** DIRECTIONS FOR THIS TASK **
Output every line of the material below as a numbered list, omitting any blank lines.

** MATERIAL PROVIDED **
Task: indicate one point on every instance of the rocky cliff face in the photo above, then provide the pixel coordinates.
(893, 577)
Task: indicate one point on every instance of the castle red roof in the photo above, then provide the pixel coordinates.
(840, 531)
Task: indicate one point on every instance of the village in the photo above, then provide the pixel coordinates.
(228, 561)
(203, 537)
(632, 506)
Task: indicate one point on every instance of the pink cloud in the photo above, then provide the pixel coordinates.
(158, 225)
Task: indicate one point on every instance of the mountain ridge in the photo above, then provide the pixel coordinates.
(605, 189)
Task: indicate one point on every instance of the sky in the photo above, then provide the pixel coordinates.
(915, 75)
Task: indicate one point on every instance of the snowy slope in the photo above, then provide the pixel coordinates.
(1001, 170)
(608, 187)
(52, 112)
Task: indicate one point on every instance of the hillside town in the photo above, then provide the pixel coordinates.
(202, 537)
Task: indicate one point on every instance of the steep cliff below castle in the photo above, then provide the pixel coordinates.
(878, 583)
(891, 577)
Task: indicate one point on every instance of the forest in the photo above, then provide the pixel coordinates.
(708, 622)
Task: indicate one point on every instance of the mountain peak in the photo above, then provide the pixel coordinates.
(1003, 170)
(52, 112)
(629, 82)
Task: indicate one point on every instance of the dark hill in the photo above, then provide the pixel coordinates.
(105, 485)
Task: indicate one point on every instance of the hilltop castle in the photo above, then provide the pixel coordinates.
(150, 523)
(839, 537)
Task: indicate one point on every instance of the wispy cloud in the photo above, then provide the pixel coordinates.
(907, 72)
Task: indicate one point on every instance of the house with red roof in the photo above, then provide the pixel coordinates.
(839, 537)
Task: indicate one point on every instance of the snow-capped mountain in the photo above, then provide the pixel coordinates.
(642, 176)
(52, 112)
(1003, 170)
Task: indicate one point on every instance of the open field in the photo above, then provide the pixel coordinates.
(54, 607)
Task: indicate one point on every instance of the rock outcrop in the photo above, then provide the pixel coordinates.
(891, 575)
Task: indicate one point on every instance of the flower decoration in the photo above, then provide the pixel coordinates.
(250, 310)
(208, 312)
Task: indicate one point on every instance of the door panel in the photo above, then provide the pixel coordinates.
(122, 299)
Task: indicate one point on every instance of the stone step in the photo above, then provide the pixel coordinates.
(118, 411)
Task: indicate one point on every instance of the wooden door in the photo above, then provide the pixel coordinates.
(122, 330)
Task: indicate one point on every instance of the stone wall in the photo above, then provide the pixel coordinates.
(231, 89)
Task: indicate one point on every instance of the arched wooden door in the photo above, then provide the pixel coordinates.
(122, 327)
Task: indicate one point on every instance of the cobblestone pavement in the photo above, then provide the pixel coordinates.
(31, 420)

** SOLUTION **
1. Task: indicate one point on every instance of the rocky cliff face in the photo above, then provide the pixel coordinates.
2. (893, 577)
3. Task: indicate one point on every instance of the castle red roof in the photo above, then provide the pixel coordinates.
4. (840, 531)
5. Task: indicate one point on every instance of the village in the photo above, then provide the pixel coordinates.
6. (228, 561)
7. (203, 537)
8. (632, 506)
9. Task: indicate one point on every instance of the pink cloud in the photo above, then provide the pixel coordinates.
10. (158, 225)
11. Task: indicate one point on every instance of the mountain ridge in the photo above, then provide the pixel coordinates.
12. (605, 189)
13. Task: indicate one point on every instance of the sky in the photo above, then provide the pixel coordinates.
14. (915, 75)
15. Task: indicate one point on every instance of the snowy slope in the photo above, then provide the pixel coordinates.
16. (1001, 170)
17. (608, 187)
18. (52, 112)
19. Task: indicate one point on every instance of the hillside town in the photo above, then provide the pixel coordinates.
20. (202, 537)
21. Task: indicate one point on every instance of the steep cliff below castle in the photo above, then provide the pixel coordinates.
22. (878, 583)
23. (891, 577)
24. Task: indicate one point on every instance of the forest in the photo above, then provide the pixel coordinates.
25. (708, 622)
26. Task: indicate one point on every instance of the mountain peak in the photo above, then provide the pixel coordinates.
27. (1003, 170)
28. (52, 112)
29. (629, 82)
30. Task: indicate one point on every instance of the dark hill in the photo above, then provide the pixel coordinates.
31. (105, 485)
32. Task: indicate one point on every instance of the hilltop castle in the photo above, then provide the pixel coordinates.
33. (150, 523)
34. (839, 537)
35. Task: indicate one point on every instance of the wispy cloud in the photo above, then provide the pixel coordinates.
36. (907, 72)
37. Task: indicate one point on every instance of the house with red roof in the photo above, then provide the pixel coordinates.
38. (839, 537)
39. Task: indicate one point on every instance of the snow-capped mountain in the photo above, then provide the pixel coordinates.
40. (642, 176)
41. (52, 112)
42. (1003, 170)
43. Task: indicate one point on every instance of the open field in the photo above, then provide the pixel coordinates.
44. (54, 607)
45. Task: indicate one point on every instance of the rock outcrop in the photo above, then provide the pixel coordinates.
46. (891, 575)
47. Task: indicate one point on every instance of the flower decoration in the photo above, then provide the pixel coordinates.
48. (250, 310)
49. (208, 312)
50. Task: indicate one point on every instance of the door panel in the photo above, then provide the pixel coordinates.
51. (122, 299)
52. Task: indicate one point on every instance of the stone step in the photo above, then provide the pixel coordinates.
53. (118, 411)
54. Task: indicate one point on every instance of the wooden door in the photo above, then provide the pixel coordinates.
55. (122, 330)
56. Task: indicate one point on every instance of the stone wall in the photo above, then provide the pixel coordinates.
57. (231, 89)
58. Task: indicate one point on every instance of the arched wooden door in the photo above, then provide the pixel coordinates.
59. (122, 327)
60. Task: indicate one point on every instance of the cobblestone pavement in the photo above, then provide the pixel coordinates.
61. (31, 420)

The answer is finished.